GESTELLTE AUFGABE A:
Gib den Artikel über die Pflichten der Geschäftsleitung in der Krise vollständig und Wort für Wort wieder.

___

Wem gegenüber ist die Geschäftsleitung in der Krise verpflichtet?

Die Fremdgeschäftsleitung muss in der Krise den rechten Weg zwischen den Interessen des Unternehmens, der Eigner, der Gläubiger und den eigenen Interessen ausloten. Der Geschäftsleitung kommt daher zur Bewältigung der Krise eine Schlüsselrolle zu. Der auf dem Management lastende Druck ist enorm.

Die Rolle des Fremdmanagement wird betriebswirtschaftlich in der Prinzipal-Agent-Theorie beschrieben und analysiert. Diese Theorie bezieht sich auf das Verhältnis zwischen den Eignern des Unternehmens (Prinzipal) und dem Management (Agent). Sie behandelt u.a. die sich aus dieser Konstellation ergebenden Probleme der unterschiedlichen Motivationen, der asymmetrischen Informationen und auch verborgene Umstände. Nicht betrachtet werden die Veränderungen der Ausgangslage in der (zunehmenden) Krise des Unternehmens. Aufgrund des „shift of duties“ hat das Management bei unternehmerischen Entscheidungen immer mehr (auch) die Interessen der Gläubiger zu berücksichtigen. Kurzum, das Management hat immer mehr auf einen weiteren Prinzipal, nämlich die Gläubiger zu achten.

___

GESTELLTE AUFGABE B:
Addiere in den Zeilen unten zu jeder Zahl der Antwortkoordinaten 29, und zwar von der Zeile mit „Ground the flower stamen.“ bis hinunter zur Zeile mit „194, 163, 214, 223“, beide eingeschlossen. Gib nur diesen Abschnitt der Zeilen vollständig wieder.

___

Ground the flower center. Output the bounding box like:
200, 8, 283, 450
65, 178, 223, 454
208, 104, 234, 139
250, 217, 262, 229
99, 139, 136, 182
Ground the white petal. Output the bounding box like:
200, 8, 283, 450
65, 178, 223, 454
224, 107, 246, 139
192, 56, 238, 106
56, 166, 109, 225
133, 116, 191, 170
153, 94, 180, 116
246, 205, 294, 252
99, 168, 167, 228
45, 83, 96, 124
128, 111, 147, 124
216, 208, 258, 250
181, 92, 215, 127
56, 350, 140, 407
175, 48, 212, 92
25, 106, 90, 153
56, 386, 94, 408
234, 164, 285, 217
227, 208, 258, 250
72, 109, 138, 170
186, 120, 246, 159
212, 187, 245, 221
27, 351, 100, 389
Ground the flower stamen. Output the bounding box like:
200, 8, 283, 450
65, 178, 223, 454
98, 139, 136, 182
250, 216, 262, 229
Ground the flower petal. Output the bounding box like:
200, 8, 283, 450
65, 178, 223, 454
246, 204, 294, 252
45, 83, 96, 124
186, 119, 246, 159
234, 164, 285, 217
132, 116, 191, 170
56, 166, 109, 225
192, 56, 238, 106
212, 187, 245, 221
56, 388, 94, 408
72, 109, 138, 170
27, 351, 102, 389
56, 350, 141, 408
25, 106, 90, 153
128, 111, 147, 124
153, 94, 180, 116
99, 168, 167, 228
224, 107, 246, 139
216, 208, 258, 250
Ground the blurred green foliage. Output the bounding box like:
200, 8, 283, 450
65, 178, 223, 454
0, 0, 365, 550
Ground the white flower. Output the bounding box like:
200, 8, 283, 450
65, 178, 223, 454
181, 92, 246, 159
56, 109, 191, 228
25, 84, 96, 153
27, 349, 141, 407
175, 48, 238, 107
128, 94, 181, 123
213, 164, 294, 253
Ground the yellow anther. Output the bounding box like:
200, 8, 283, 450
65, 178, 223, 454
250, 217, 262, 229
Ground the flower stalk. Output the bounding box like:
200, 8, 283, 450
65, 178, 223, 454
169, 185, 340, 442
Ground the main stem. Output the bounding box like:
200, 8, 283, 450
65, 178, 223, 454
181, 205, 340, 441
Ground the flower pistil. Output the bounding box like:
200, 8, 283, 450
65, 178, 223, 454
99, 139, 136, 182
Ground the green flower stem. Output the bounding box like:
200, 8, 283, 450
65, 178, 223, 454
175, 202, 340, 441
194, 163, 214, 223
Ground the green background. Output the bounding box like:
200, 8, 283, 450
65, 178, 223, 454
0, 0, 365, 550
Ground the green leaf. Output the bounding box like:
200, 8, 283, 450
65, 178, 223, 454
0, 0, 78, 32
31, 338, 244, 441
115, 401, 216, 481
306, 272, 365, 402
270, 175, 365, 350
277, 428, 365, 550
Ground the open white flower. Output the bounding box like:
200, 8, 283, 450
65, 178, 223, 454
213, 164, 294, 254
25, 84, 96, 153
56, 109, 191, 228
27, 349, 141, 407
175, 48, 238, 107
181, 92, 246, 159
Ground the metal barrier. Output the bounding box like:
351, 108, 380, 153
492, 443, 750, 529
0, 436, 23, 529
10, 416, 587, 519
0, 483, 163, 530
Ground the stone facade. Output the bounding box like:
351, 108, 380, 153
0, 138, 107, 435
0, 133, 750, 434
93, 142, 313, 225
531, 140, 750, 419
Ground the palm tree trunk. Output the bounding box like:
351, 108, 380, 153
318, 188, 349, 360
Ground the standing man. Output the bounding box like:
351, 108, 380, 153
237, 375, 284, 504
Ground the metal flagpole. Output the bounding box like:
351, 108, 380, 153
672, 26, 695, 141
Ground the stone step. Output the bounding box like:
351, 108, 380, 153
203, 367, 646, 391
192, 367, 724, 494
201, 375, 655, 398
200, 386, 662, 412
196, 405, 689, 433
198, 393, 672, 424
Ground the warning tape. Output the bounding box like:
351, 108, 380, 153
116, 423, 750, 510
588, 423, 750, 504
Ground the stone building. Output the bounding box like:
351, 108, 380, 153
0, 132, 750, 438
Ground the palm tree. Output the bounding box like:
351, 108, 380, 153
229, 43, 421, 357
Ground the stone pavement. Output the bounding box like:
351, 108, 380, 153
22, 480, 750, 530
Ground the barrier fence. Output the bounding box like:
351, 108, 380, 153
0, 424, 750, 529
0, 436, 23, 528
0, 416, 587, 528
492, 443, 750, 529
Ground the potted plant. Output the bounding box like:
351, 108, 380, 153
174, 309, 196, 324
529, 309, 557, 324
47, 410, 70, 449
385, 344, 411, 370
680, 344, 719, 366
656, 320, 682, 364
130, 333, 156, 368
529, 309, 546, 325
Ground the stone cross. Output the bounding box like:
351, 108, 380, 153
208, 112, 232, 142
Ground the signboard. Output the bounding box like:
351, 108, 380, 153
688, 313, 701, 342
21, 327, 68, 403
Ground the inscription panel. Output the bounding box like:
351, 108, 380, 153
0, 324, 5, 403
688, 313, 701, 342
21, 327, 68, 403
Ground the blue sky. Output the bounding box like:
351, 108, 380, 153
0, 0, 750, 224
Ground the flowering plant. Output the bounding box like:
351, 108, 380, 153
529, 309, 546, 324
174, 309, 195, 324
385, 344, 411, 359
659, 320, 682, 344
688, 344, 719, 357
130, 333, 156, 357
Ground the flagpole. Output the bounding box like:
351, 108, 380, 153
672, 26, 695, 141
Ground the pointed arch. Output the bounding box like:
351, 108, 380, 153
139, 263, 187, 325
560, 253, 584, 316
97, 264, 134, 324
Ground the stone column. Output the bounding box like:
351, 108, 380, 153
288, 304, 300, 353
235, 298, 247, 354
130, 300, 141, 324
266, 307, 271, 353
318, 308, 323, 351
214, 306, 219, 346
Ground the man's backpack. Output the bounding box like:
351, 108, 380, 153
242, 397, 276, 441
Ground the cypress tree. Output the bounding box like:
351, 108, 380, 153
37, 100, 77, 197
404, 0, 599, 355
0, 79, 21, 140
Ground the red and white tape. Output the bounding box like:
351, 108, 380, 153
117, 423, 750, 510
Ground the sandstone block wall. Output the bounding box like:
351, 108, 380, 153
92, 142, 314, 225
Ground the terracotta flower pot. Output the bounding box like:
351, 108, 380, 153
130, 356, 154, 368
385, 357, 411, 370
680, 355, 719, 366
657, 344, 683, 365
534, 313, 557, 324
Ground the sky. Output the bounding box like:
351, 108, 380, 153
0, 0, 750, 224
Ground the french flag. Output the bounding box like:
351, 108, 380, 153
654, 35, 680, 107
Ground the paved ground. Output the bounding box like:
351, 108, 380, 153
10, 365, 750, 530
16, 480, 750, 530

___

LÖSUNG DER ÜBUNG A:
Wem gegenüber ist die Geschäftsleitung in der Krise verpflichtet?

Die Fremdgeschäftsleitung muss in der Krise den rechten Weg zwischen den Interessen des Unternehmens, der Eigner, der Gläubiger und den eigenen Interessen ausloten. Der Geschäftsleitung kommt daher zur Bewältigung der Krise eine Schlüsselrolle zu. Der auf dem Management lastende Druck ist enorm.

Die Rolle des Fremdmanagement wird betriebswirtschaftlich in der Prinzipal-Agent-Theorie beschrieben und analysiert. Diese Theorie bezieht sich auf das Verhältnis zwischen den Eignern des Unternehmens (Prinzipal) und dem Management (Agent). Sie behandelt u.a. die sich aus dieser Konstellation ergebenden Probleme der unterschiedlichen Motivationen, der asymmetrischen Informationen und auch verborgene Umstände. Nicht betrachtet werden die Veränderungen der Ausgangslage in der (zunehmenden) Krise des Unternehmens. Aufgrund des „shift of duties“ hat das Management bei unternehmerischen Entscheidungen immer mehr (auch) die Interessen der Gläubiger zu berücksichtigen. Kurzum, das Management hat immer mehr auf einen weiteren Prinzipal, nämlich die Gläubiger zu achten.

LÖSUNG DER ÜBUNG B:
Ground the flower stamen. Output the bounding box like:
200, 8, 283, 450
65, 178, 223, 454
127, 168, 165, 211
279, 245, 291, 258
Ground the flower petal. Output the bounding box like:
200, 8, 283, 450
65, 178, 223, 454
275, 233, 323, 281
74, 112, 125, 153
215, 148, 275, 188
263, 193, 314, 246
161, 145, 220, 199
85, 195, 138, 254
221, 85, 267, 135
241, 216, 274, 250
85, 417, 123, 437
101, 138, 167, 199
56, 380, 131, 418
85, 379, 170, 437
54, 135, 119, 182
157, 140, 176, 153
182, 123, 209, 145
128, 197, 196, 257
253, 136, 275, 168
245, 237, 287, 279
Ground the blurred green foliage. Output the bounding box like:
200, 8, 283, 450
65, 178, 223, 454
29, 29, 394, 579
Ground the white flower. Output the bounding box like:
200, 8, 283, 450
65, 178, 223, 454
210, 121, 275, 188
85, 138, 220, 257
54, 113, 125, 182
56, 378, 170, 436
204, 77, 267, 136
157, 123, 210, 152
242, 193, 323, 282
Ground the yellow anther. Output the bounding box like:
200, 8, 283, 450
65, 178, 223, 454
279, 246, 291, 258
Ground the flower stalk. Output the bounding box like:
200, 8, 283, 450
65, 178, 223, 454
198, 214, 369, 471
Ground the main stem. Output the bounding box like:
200, 8, 283, 450
65, 178, 223, 454
210, 234, 369, 470
Ground the flower pistil. Output the bounding box like:
200, 8, 283, 450
65, 178, 223, 454
128, 168, 165, 211
Ground the green flower stem. Output the bounding box like:
200, 8, 283, 450
65, 178, 223, 454
204, 231, 369, 470
223, 192, 243, 252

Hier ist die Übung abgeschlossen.